Federation hot cache — spec

Status: deferred — not worth building yet (no concrete need). The realistic case is already covered
more cheaply by hand: an owner who knows their node is going down can hand a trusted peer a replica in
advance. The automated, continuously-syncing pull machinery below only earns its keep for unplanned or
permanent disappearance, or for hands-off freshness — none of which is pressing now. Keep this as a
design reference; revisit when a live federated peer or the agent runtime (agent.md) actually needs
continuous, hands-off caching over a neighbor KB. The design below (admin-only, isolated cache tables)
stands — it is simply not scheduled.

TL;DR. A continuously-updated, admin-only local copy ("hot cache") of a neighbor's shared federated
subgraph, kept in its own cache tables + a dedicated vector index — never in your note-store. Two
purposes: don't fear losing the source (a live local backup that auto-refreshes while the neighbor is up),
and let the admin search / vector-retrieve a neighbor's knowledge locally — including when the neighbor is
down or gone for good. Single-writer: the owner writes; peers hold a read copy.

Hard constraint — never re-transmit a neighbor's private data. The cache exists for the admin's own
consumption only. Consequences that shape the whole design:

No public serving of a neighbor's content, ever.
No permission-role machinery. Admin-only ⇒ there is nobody to regulate access for, so the entire
cross-instance access-policy problem (mirroring the origin's paywall, who is a subscriber, etc.)
disappears.
No forwarding of private content to a third peer. Transitive propagation (phase 2) is allowed only
for content the origin explicitly marked public.

Storage decision — separate cache tables + a dedicated vector index (NOT materialized into note_paths).
Because "private foreign data must never leak" is a hard invariant, physical isolation beats flag
discipline: if the replica lives in its own replica_* tables, the publishing / serving / sitemap / git
mirror / webhook / Telegram / public-site-search pipelines structurally cannot see it — there is nothing
to suppress and nothing to forget. The only cost is that the cache's one consumer (admin search + vector)

[Exercise requirements]:
[A] According to the federation hot cache spec, what status has the design been given?
[B] Continue the federation hot cache spec from its final sentence onward.

[Data block]:
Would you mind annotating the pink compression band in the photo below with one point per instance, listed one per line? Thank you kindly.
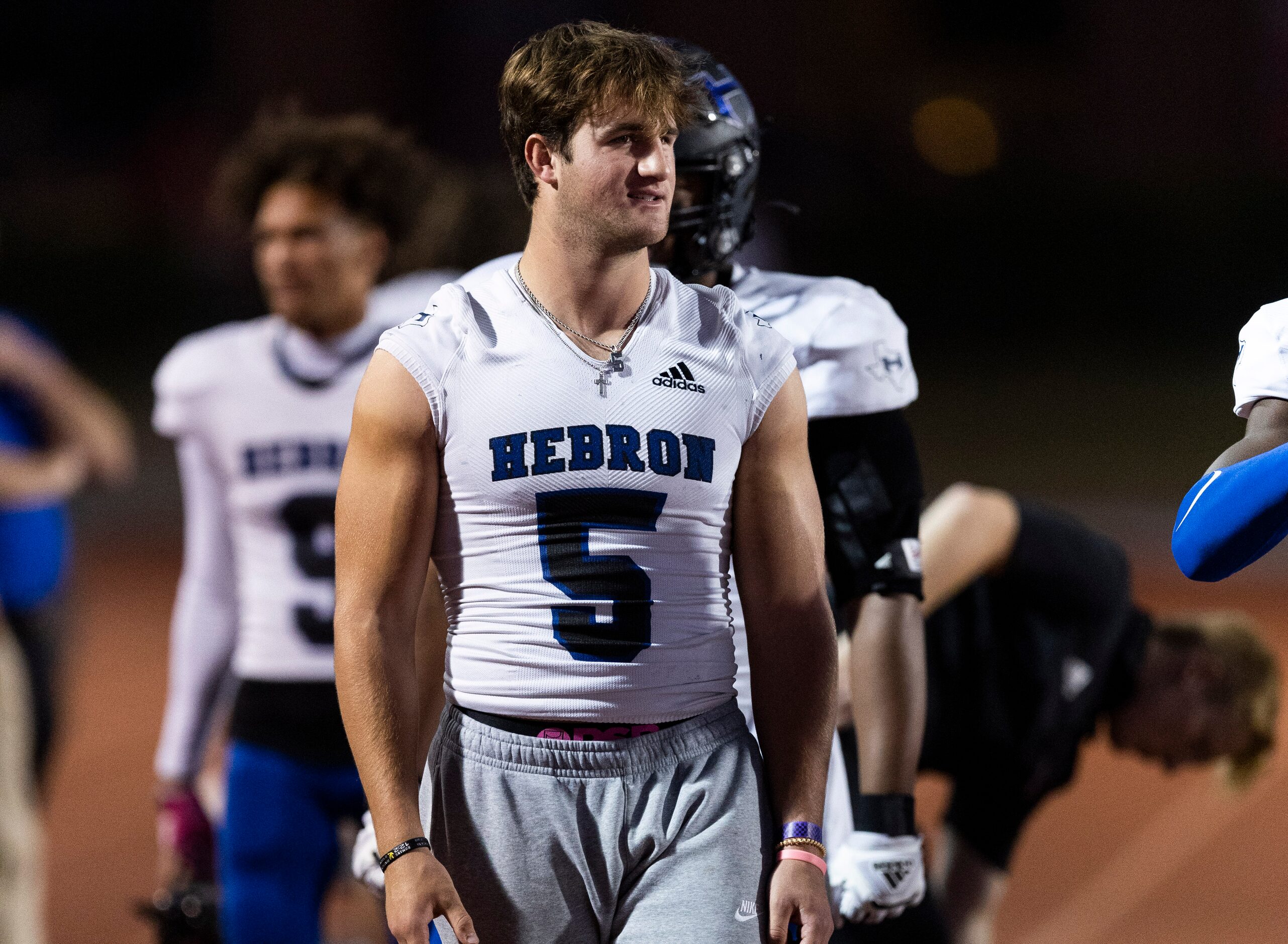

[Task responses]:
[A] It is deferred, judged not worth building yet because there is no concrete need.

[B]
must read the cache store explicitly; at admin-only scope that is far cheaper and safer than gating five
outbound pipelines on a flag. (This reverses an earlier "materialize into the note-store" idea, which was
attractive for "free" indexing but required suppressing every outbound handler and carried real leak risk.)

Why — and why not just a whole-DB replica

The value is the admin's federated search + a local vector base over a neighbor's subgraph, plus a
self-refreshing backup so you don't lose the source:

A live proxy can't be embedded. Today federated_search proxies live to the neighbor's origin. So
when the neighbor is down, search over it breaks; and you cannot vector-index its content — you can
only embed text you hold locally.
A whole-DB replica (LiteFS / Litestream) doesn't solve this. Those copy your own whole DB for your
own nodes. They don't pull a neighbor's partial subgraph across a trust boundary, nor give you a local,
embeddable copy of just the part a peer shared.
So the hot cache is a local materialization of a neighbor's subgraph — but kept isolated. Once it's
local you can embed it, search it, and you still have it if the neighbor vanishes. Surviving the
neighbor's outage or permanent disappearance is a consequence of holding a local copy.

This is the read half of a single-writer knowledge network on cheap/disposable peers: the knowledge survives
any one node because trusted peers hold copies (see ../en/thoughts/surviving-node-loss.md). It pairs with
the agent runtime (agent.md): an admin's fleet sidecar can retrieve over a cached neighbor KB.

What already exists (reuse)

Federation trust + transport. HMAC-SHA256 JWT (alg=HS256, kid, exp=iat+30s); secrets in
federation_secrets (kid, secret_crypt, kb_url, revoked_at) + per-subgraph scope in
federation_secret_subgraphs. Outbound: internal/federation/client.go. Inbound:
internal/case/mcp/federation_helpers.go:verifyInbound() → (kid, allowed_subgraphs); entry via
internal/case/mcp/endpoint.go. federated_search proxies live today; the hub stores no remote data.
Versioning cursor. note_versions.id is a global autoincrement — a natural high-watermark cursor
(migration 20250515071315_add_id_to_note_versions.sql). note_paths.latest_content_hash;
soft-delete via note_paths.hidden_by / hidden_at.
Subgraph membership in frontmatter (subgraph / subgraphs → NoteView.SubgraphNames,
internal/model/note.go).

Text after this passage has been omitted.